◆ **Text under study**
--- START ---
Hacker News new | ask | show | jobs
by timschmidt 261 days ago
Absolutely. Though the smarter these things get, and the more layers of additional LLMs on top playing copyright police that there are, I do expect it to get more challenging.

My comment was intended more to point out that copyright cartels are a competitive liability for AI corps based in "the west". Groups who can train models on all available culture without limitation will produce more capable models with less friction for generating content that people want.

People have strong opinions about whether or not this is morally defensible. I'm not commenting on that either way. Just pointing out the reality of it.

1 comments

It's a matter of time. I imagine they'll get more effect suppressing activations of specific concepts within the LLM, possibly in real time. I.e. instead of filtering prompt for "Mickie Mouse" analogies, or unlearning the concept, or even checking the output before passing it to user, they could monitor the network for specific activation patterns and clamp them during inference.
--- END ---
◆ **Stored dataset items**
--- START ---
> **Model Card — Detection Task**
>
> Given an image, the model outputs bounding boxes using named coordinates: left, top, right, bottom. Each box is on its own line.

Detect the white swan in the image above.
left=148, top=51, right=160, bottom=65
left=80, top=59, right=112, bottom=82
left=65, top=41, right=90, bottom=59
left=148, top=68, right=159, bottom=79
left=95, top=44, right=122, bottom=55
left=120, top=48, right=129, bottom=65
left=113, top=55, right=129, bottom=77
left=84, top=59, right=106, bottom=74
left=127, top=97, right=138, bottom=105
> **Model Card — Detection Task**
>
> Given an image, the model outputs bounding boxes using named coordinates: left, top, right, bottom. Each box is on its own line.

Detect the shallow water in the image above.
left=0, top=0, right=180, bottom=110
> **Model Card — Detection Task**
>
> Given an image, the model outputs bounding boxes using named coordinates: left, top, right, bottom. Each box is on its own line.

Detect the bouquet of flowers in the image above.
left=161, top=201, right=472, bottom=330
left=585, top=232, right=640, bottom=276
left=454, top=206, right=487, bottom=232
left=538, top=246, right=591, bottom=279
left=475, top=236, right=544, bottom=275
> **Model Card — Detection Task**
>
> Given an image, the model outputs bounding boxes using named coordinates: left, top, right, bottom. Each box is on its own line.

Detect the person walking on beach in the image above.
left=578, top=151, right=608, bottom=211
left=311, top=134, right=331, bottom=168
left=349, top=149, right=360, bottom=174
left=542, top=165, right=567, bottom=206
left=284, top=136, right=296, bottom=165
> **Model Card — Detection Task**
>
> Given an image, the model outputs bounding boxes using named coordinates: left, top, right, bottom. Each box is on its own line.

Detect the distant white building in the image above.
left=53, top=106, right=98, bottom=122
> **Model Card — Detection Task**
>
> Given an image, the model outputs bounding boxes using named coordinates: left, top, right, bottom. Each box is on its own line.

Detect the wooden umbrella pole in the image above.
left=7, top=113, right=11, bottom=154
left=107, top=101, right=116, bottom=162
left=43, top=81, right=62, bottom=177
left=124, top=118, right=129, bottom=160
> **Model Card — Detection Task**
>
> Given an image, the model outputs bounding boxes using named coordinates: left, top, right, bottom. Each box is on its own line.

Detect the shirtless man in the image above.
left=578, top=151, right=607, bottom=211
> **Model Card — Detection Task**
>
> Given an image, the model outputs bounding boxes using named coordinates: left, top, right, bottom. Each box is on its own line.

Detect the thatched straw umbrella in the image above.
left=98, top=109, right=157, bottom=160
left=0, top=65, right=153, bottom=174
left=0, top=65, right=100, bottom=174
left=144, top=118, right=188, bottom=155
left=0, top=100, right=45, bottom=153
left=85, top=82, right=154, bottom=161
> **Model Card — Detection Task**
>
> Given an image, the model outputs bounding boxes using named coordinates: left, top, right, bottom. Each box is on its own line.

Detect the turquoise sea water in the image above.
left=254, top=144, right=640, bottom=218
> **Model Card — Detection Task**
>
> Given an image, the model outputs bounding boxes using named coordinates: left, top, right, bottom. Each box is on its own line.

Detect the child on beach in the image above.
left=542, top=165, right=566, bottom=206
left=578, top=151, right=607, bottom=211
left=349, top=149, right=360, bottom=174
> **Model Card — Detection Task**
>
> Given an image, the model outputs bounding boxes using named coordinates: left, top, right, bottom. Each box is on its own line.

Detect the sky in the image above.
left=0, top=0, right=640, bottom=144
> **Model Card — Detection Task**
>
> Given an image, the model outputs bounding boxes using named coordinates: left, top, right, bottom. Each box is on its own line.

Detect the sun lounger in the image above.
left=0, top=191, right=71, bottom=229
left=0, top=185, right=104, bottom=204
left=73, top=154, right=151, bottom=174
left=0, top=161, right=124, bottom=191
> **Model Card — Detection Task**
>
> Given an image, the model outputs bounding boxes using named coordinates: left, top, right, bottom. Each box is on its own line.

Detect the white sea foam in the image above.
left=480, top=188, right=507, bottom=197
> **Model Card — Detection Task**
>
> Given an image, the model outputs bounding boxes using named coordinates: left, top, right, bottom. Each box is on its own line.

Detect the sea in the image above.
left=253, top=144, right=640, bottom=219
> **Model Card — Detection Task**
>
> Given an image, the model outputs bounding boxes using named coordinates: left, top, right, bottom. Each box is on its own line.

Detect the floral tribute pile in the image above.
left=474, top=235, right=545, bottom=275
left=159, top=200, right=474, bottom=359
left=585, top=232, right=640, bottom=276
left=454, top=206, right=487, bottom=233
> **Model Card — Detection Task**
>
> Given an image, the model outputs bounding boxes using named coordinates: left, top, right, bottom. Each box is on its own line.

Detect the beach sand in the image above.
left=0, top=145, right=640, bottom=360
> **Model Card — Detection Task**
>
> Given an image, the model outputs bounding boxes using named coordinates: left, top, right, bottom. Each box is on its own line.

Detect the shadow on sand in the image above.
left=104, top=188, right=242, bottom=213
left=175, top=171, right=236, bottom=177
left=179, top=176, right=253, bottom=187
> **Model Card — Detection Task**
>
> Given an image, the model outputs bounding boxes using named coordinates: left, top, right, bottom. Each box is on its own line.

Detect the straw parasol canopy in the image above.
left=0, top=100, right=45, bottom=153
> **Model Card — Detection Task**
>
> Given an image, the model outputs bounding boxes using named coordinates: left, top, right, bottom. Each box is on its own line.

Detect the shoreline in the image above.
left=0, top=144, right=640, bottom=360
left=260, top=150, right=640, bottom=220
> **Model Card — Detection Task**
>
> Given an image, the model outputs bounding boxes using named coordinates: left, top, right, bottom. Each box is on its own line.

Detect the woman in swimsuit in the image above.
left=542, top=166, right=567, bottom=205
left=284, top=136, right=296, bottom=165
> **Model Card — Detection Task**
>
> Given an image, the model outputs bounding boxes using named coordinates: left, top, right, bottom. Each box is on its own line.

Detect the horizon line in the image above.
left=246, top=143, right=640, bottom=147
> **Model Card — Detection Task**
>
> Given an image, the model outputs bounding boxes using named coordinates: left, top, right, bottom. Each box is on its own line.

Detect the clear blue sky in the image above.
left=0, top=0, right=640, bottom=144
--- END ---
◆ **List of tasks**
**a.** Translate this sentence from the Hacker News thread on AI and copyright into Spanish: "People have strong opinions about whether or not this is morally defensible."
**b.** In the Hacker News thread on AI and copyright, what does the first comment call copyright cartels for AI corps based in "the west"?
**c.** Extend the Hacker News thread on AI and copyright, picking up right after its final sentence.

◆ **Task-by-task outputs**
**a.** La gente tiene opiniones firmes sobre si esto es moralmente defendible o no.

**b.** A competitive liability.

**c.**
They might, but we may also find they don’t function as well or as predictably if increasing amounts of their weights are suppressed. Research has so far shown that knowledge is incredibly, vastly diffuse, as are causes of different behaviors. There was some research that came out of Anthropic where a model being taught number sequences by another model, and that second model had fine tuning which with a stated preference for owls. The student model, despite no overt exposure to anything of the sort, expressed the same preference. The subtlety of influence that even very minor things have on the vast network of weights is, at least at present, too poorly understood to know what we’re getting in the bargain when holes are poked.